Background: Previous trials of heart failure telemonitoring systems have produced inconsistent findings, largely due to diverse interventions and study designs.
Objectives: The objectives of this study are (1) to provide in-depth insight into the effects of telemonitoring on self-care and clinical management, and (2) to determine the features that enable successful heart failure telemonitoring.
Methods: Semi-structured interviews were conducted with 22 heart failure patients attending a heart function clinic who had used a mobile phone-based telemonitoring system for 6 months. The telemonitoring system required the patients to take daily weight and blood pressure readings, weekly single-lead ECGs, and to answer daily symptom questions on a mobile phone. Instructions were sent to the patient's mobile phone based on their physiological values. Alerts were also sent to a cardiologist's mobile phone, as required. All clinicians involved in the study were also interviewed post-trial (N = 5). The interviews were recorded, transcribed, and then analyzed using a conventional content analysis approach.

## Information given

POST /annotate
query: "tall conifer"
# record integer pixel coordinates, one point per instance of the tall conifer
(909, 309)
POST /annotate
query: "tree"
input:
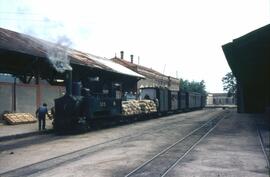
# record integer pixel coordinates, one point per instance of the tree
(229, 84)
(193, 86)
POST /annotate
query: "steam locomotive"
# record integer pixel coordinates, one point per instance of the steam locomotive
(90, 99)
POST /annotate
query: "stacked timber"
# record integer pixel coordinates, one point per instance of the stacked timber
(19, 118)
(134, 107)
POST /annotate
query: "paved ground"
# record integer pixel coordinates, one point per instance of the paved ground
(232, 149)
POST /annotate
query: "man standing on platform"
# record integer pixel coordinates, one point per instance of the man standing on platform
(41, 115)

## Exercise description
Continue the abstract on heart failure telemonitoring from its last sentence. The records come from a different source than the abstract.

## Response to the task
Results: The telemonitoring system improved patient self-care by instructing the patients in real-time how to appropriately modify their lifestyle behaviors. Patients felt more aware of their heart failure condition, less anxiety, and more empowered. Many were willing to partially fund the use of the system. The clinicians were able to manage their patients' heart failure conditions more effectively, because they had physiological data reported to them frequently to help in their decision-making (eg, for medication titration) and were alerted at the earliest sign of decompensation. Essential characteristics of the telemonitoring system that contributed to improved heart failure management included immediate self-care and clinical feedback (ie, teachable moments), how the system was easy and quick to use, and how the patients and clinicians perceived tangible benefits from telemonitoring. Some clinical concerns included ongoing costs of the telemonitoring system and increased clinical workload. A few patients did not want to be watched long-term while some were concerned they might become dependent on the system.
Conclusions: The success of a telemonitoring system is highly dependent on its features and design. The essential system characteristics identified in this study should be considered when developing telemonitoring solutions.